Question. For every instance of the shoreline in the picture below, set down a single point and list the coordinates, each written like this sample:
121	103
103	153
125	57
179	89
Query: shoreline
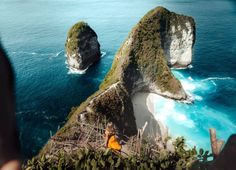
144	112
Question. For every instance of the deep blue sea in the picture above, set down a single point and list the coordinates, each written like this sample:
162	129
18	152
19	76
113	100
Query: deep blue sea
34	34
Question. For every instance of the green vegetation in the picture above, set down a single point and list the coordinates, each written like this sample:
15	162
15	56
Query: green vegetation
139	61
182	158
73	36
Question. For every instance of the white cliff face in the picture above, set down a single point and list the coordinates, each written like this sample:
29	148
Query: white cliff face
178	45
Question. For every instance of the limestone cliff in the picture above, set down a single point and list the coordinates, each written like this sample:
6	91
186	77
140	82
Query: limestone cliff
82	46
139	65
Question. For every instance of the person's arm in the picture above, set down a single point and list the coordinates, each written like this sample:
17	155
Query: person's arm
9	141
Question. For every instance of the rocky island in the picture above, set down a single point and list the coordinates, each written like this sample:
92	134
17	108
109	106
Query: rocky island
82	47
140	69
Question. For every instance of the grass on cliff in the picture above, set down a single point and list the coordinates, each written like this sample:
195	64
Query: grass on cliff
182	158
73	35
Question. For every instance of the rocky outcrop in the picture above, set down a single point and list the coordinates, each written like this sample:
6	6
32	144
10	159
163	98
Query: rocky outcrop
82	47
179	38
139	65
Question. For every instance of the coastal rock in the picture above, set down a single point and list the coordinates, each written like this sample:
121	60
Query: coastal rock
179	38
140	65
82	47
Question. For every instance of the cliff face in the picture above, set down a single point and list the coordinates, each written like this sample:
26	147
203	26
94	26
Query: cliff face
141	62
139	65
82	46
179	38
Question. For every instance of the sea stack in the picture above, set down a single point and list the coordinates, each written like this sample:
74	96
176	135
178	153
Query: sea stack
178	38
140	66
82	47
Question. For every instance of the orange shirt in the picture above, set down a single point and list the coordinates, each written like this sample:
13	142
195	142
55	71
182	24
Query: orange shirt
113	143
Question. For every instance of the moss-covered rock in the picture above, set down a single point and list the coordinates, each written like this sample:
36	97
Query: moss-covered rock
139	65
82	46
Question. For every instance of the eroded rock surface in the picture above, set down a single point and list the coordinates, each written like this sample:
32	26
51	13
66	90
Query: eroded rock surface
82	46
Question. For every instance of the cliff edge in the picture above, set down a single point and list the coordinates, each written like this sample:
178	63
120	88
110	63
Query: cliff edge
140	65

================================

» **ACTIVITY**
Set down only these lines, exactly: the one containing "Question. For every instance of the eroded" and each line after it through the end of the entries above.

» **SOLUTION FOR THIS EXERCISE**
Question. For every instance of the eroded rock surface in the picture above, set down a single point and list the coordinates, each written like this sample:
32	26
51	13
66	90
Query: eroded rock surface
82	46
Question. For every instance of the cliff edge in the picture above, set down a single point and list the coordinates, each written like this sample:
178	63
120	88
110	63
Query: cliff edge
140	65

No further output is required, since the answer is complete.